### Written problem
Turn the lines of every item below into a numbered list, skipping any blank lines and leaving the pictures out.

### Exercise materials
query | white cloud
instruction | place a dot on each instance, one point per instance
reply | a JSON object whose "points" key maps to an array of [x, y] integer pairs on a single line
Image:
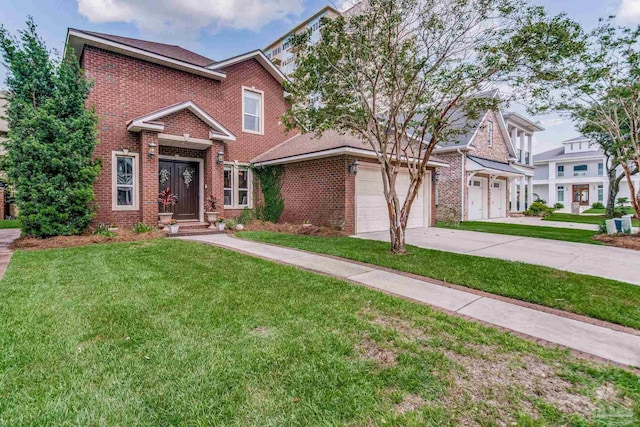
{"points": [[629, 12], [185, 18]]}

### Full solution
1. query | white cloud
2. instruction | place a dot on each instance, one point per instance
3. reply | a JSON object whose "points" key maps to an array of [x, y] integer pairs on a single line
4. Image:
5. {"points": [[629, 12], [185, 18]]}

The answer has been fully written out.